• **Required action**:
Beginning with the line below that contains "find plant base" and ending with the line that contains "find terracotta pot", copy every line exactly. Copy nothing else.

── Records provided ──

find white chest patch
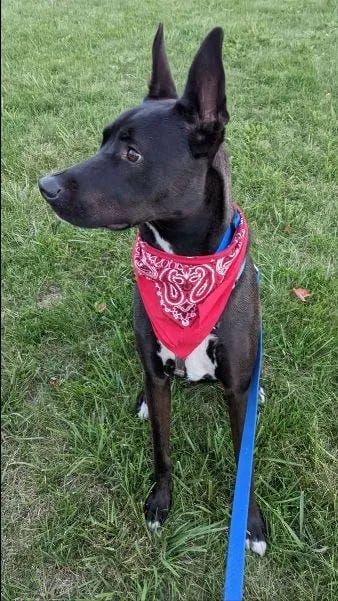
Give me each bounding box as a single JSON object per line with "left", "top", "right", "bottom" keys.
{"left": 146, "top": 224, "right": 217, "bottom": 382}
{"left": 158, "top": 334, "right": 217, "bottom": 382}
{"left": 158, "top": 343, "right": 175, "bottom": 365}
{"left": 145, "top": 223, "right": 174, "bottom": 254}
{"left": 185, "top": 334, "right": 217, "bottom": 381}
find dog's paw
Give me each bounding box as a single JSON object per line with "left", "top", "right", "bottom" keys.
{"left": 246, "top": 509, "right": 267, "bottom": 557}
{"left": 144, "top": 482, "right": 172, "bottom": 531}
{"left": 246, "top": 536, "right": 267, "bottom": 557}
{"left": 135, "top": 391, "right": 149, "bottom": 420}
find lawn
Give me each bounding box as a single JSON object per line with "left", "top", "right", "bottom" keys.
{"left": 2, "top": 0, "right": 337, "bottom": 599}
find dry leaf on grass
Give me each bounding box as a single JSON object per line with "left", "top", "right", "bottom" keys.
{"left": 95, "top": 302, "right": 107, "bottom": 313}
{"left": 292, "top": 288, "right": 312, "bottom": 302}
{"left": 49, "top": 376, "right": 59, "bottom": 388}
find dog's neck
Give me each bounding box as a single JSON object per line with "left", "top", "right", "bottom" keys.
{"left": 139, "top": 148, "right": 233, "bottom": 256}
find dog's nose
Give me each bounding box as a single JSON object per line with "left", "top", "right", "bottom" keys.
{"left": 38, "top": 175, "right": 62, "bottom": 202}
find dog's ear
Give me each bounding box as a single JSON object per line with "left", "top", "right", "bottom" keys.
{"left": 145, "top": 23, "right": 177, "bottom": 101}
{"left": 176, "top": 28, "right": 229, "bottom": 158}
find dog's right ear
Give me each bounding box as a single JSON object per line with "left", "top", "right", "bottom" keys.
{"left": 145, "top": 24, "right": 177, "bottom": 101}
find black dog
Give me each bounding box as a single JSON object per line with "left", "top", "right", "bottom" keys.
{"left": 39, "top": 25, "right": 267, "bottom": 556}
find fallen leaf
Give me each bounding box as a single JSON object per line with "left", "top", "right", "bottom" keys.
{"left": 49, "top": 376, "right": 59, "bottom": 388}
{"left": 95, "top": 302, "right": 107, "bottom": 313}
{"left": 292, "top": 288, "right": 311, "bottom": 302}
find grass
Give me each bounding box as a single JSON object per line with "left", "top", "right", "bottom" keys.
{"left": 2, "top": 0, "right": 337, "bottom": 599}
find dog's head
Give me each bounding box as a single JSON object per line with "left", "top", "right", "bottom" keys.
{"left": 38, "top": 25, "right": 229, "bottom": 230}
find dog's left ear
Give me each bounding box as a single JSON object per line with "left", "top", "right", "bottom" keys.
{"left": 145, "top": 23, "right": 177, "bottom": 101}
{"left": 176, "top": 27, "right": 229, "bottom": 158}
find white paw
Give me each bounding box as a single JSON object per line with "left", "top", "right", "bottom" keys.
{"left": 147, "top": 519, "right": 161, "bottom": 532}
{"left": 259, "top": 386, "right": 266, "bottom": 405}
{"left": 246, "top": 537, "right": 267, "bottom": 557}
{"left": 137, "top": 399, "right": 149, "bottom": 420}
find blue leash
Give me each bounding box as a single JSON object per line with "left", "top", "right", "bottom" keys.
{"left": 223, "top": 308, "right": 262, "bottom": 601}
{"left": 217, "top": 213, "right": 263, "bottom": 600}
{"left": 216, "top": 213, "right": 263, "bottom": 600}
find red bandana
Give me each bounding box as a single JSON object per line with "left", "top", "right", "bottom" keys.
{"left": 133, "top": 206, "right": 249, "bottom": 359}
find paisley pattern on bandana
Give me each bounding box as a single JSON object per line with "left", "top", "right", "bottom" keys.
{"left": 134, "top": 220, "right": 246, "bottom": 327}
{"left": 132, "top": 205, "right": 249, "bottom": 359}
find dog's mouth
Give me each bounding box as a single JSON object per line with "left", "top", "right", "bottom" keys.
{"left": 106, "top": 222, "right": 131, "bottom": 231}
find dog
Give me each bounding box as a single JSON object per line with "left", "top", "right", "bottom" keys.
{"left": 38, "top": 25, "right": 267, "bottom": 556}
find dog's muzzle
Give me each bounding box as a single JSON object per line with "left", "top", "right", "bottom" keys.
{"left": 38, "top": 175, "right": 63, "bottom": 204}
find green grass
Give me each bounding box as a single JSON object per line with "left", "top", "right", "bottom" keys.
{"left": 2, "top": 0, "right": 337, "bottom": 599}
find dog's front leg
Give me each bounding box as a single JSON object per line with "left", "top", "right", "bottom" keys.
{"left": 134, "top": 289, "right": 173, "bottom": 530}
{"left": 143, "top": 372, "right": 172, "bottom": 530}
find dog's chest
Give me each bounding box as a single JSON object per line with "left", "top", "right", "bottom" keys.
{"left": 145, "top": 223, "right": 219, "bottom": 382}
{"left": 158, "top": 334, "right": 217, "bottom": 382}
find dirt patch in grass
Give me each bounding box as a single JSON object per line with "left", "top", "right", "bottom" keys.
{"left": 37, "top": 285, "right": 63, "bottom": 308}
{"left": 38, "top": 566, "right": 84, "bottom": 599}
{"left": 2, "top": 450, "right": 87, "bottom": 600}
{"left": 2, "top": 464, "right": 46, "bottom": 563}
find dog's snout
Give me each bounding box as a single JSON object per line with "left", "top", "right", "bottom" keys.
{"left": 38, "top": 175, "right": 62, "bottom": 202}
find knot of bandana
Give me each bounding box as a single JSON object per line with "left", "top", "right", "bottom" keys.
{"left": 133, "top": 205, "right": 249, "bottom": 359}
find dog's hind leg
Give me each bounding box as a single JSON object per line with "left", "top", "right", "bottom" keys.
{"left": 226, "top": 386, "right": 267, "bottom": 556}
{"left": 143, "top": 373, "right": 172, "bottom": 530}
{"left": 216, "top": 260, "right": 267, "bottom": 555}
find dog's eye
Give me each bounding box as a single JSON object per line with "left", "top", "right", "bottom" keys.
{"left": 126, "top": 147, "right": 141, "bottom": 163}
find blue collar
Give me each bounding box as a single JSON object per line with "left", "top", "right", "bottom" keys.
{"left": 216, "top": 209, "right": 246, "bottom": 282}
{"left": 216, "top": 210, "right": 241, "bottom": 253}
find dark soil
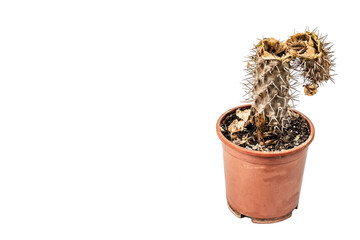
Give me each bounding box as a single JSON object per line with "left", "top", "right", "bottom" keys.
{"left": 220, "top": 107, "right": 310, "bottom": 152}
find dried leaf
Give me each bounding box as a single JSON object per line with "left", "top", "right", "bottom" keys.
{"left": 228, "top": 109, "right": 251, "bottom": 134}
{"left": 236, "top": 109, "right": 250, "bottom": 121}
{"left": 228, "top": 119, "right": 244, "bottom": 134}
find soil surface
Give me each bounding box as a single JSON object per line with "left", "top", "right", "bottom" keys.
{"left": 220, "top": 107, "right": 310, "bottom": 152}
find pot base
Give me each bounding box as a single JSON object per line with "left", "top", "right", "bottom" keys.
{"left": 227, "top": 202, "right": 294, "bottom": 224}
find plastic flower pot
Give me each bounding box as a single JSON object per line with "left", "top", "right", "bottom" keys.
{"left": 216, "top": 104, "right": 315, "bottom": 223}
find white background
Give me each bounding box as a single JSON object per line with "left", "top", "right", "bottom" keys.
{"left": 0, "top": 0, "right": 358, "bottom": 239}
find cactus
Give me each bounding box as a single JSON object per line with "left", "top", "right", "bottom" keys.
{"left": 241, "top": 29, "right": 335, "bottom": 145}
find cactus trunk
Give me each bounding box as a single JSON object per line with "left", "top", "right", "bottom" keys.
{"left": 248, "top": 38, "right": 292, "bottom": 143}
{"left": 253, "top": 58, "right": 291, "bottom": 141}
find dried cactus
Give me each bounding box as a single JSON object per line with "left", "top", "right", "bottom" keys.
{"left": 286, "top": 31, "right": 335, "bottom": 96}
{"left": 241, "top": 29, "right": 335, "bottom": 145}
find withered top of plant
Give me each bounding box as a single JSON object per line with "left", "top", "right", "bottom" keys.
{"left": 253, "top": 31, "right": 334, "bottom": 96}
{"left": 286, "top": 32, "right": 323, "bottom": 60}
{"left": 256, "top": 38, "right": 288, "bottom": 61}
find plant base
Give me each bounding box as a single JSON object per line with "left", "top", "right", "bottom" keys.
{"left": 227, "top": 201, "right": 295, "bottom": 224}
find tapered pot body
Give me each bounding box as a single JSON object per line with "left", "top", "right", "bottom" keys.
{"left": 216, "top": 105, "right": 315, "bottom": 223}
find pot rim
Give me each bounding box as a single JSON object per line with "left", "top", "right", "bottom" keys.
{"left": 216, "top": 104, "right": 315, "bottom": 157}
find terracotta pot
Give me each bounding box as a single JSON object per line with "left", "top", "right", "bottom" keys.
{"left": 216, "top": 105, "right": 315, "bottom": 224}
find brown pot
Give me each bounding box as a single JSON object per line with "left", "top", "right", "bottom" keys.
{"left": 216, "top": 105, "right": 315, "bottom": 224}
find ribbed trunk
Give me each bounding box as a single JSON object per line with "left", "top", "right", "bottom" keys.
{"left": 252, "top": 58, "right": 290, "bottom": 142}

───

• **Response to this exercise**:
find plant base
Give me each bounding box as a single JSON object per line with "left", "top", "right", "bottom" keys.
{"left": 227, "top": 201, "right": 295, "bottom": 224}
find tapered pot body
Give me each bounding box as a single JSON object per line with "left", "top", "right", "bottom" keys.
{"left": 216, "top": 105, "right": 315, "bottom": 223}
find pot rim
Give me each bounding box as a single JSON object per line with "left", "top", "right", "bottom" keys.
{"left": 216, "top": 104, "right": 315, "bottom": 157}
find terracotta pot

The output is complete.